"""

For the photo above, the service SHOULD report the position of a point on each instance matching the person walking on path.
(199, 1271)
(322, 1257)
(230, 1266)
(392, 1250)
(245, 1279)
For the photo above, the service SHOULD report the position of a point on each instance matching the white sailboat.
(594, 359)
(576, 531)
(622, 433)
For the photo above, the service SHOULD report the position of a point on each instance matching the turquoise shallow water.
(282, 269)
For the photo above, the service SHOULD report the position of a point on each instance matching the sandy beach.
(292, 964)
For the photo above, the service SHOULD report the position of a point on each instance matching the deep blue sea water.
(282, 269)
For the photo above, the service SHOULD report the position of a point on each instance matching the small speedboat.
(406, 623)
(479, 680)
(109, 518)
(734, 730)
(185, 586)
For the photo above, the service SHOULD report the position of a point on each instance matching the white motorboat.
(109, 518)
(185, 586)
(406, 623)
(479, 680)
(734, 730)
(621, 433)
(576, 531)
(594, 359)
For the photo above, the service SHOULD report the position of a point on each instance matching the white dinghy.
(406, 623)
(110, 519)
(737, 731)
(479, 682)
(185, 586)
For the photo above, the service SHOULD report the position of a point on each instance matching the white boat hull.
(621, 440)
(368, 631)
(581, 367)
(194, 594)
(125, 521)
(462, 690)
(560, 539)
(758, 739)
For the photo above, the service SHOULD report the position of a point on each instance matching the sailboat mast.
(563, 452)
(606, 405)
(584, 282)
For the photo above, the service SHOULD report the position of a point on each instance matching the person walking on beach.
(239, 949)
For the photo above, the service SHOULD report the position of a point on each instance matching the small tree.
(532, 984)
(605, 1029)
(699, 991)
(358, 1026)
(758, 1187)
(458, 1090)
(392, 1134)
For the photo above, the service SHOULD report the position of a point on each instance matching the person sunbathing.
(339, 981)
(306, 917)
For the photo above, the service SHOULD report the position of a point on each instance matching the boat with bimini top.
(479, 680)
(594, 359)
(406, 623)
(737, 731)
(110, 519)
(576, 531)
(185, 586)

"""

▶ Aim of the task
Write out the records again, exactly as given.

▶ Answer for the task
For the photo above, the service SHOULD report the position of a point on each instance matching the person walking on path.
(199, 1271)
(322, 1257)
(230, 1266)
(392, 1250)
(245, 1279)
For the photo above, the service SHOULD report the position of a point on each instance matching the white sailboat.
(594, 359)
(576, 531)
(622, 433)
For the photo above, the service SHOULD report the position of a point on each instance matching the turquoise shallow water.
(282, 269)
For the photo above, the service SHOULD report the position of a point on each instance matching the sandy beach.
(292, 964)
For the photo above, the service SHOULD report the position of a point on each instance matching the deep blue sea water.
(282, 269)
For the photo above, the service SHOULD report the position of a point on each instance matching the small speedboat.
(406, 623)
(479, 680)
(109, 518)
(734, 730)
(185, 586)
For the photo above, the service SHOULD report the position of a point on each instance matching the white motorboat.
(109, 518)
(185, 586)
(406, 623)
(479, 680)
(734, 730)
(621, 433)
(576, 531)
(594, 359)
For the photo above, the service SHOULD report the position of a point on each instance matching the white dinghy.
(406, 623)
(110, 519)
(737, 731)
(479, 682)
(185, 586)
For the photo above, the service SHOULD report the position of a point on each instance matching the white boat hull.
(621, 440)
(368, 631)
(581, 367)
(194, 594)
(125, 521)
(462, 690)
(560, 539)
(758, 739)
For the photo above, the service SHOULD report the position of a point on each instance matching the sailboat mast.
(563, 452)
(606, 405)
(584, 282)
For the photo above, the service SHOULD report the position of a point on each instance matching the person walking on beach.
(239, 949)
For the photo above, the service SHOULD report the position of a point on each instance matching the small tree.
(532, 984)
(605, 1029)
(699, 991)
(358, 1026)
(758, 1187)
(458, 1090)
(392, 1134)
For the photo above, the service SHOULD report the position of a point on each instance matching the person sunbathing.
(339, 981)
(306, 917)
For the photo above, the service SHOULD report the position of a point on each instance matching the boat with bimini top.
(479, 680)
(594, 359)
(406, 623)
(737, 731)
(110, 519)
(576, 531)
(185, 586)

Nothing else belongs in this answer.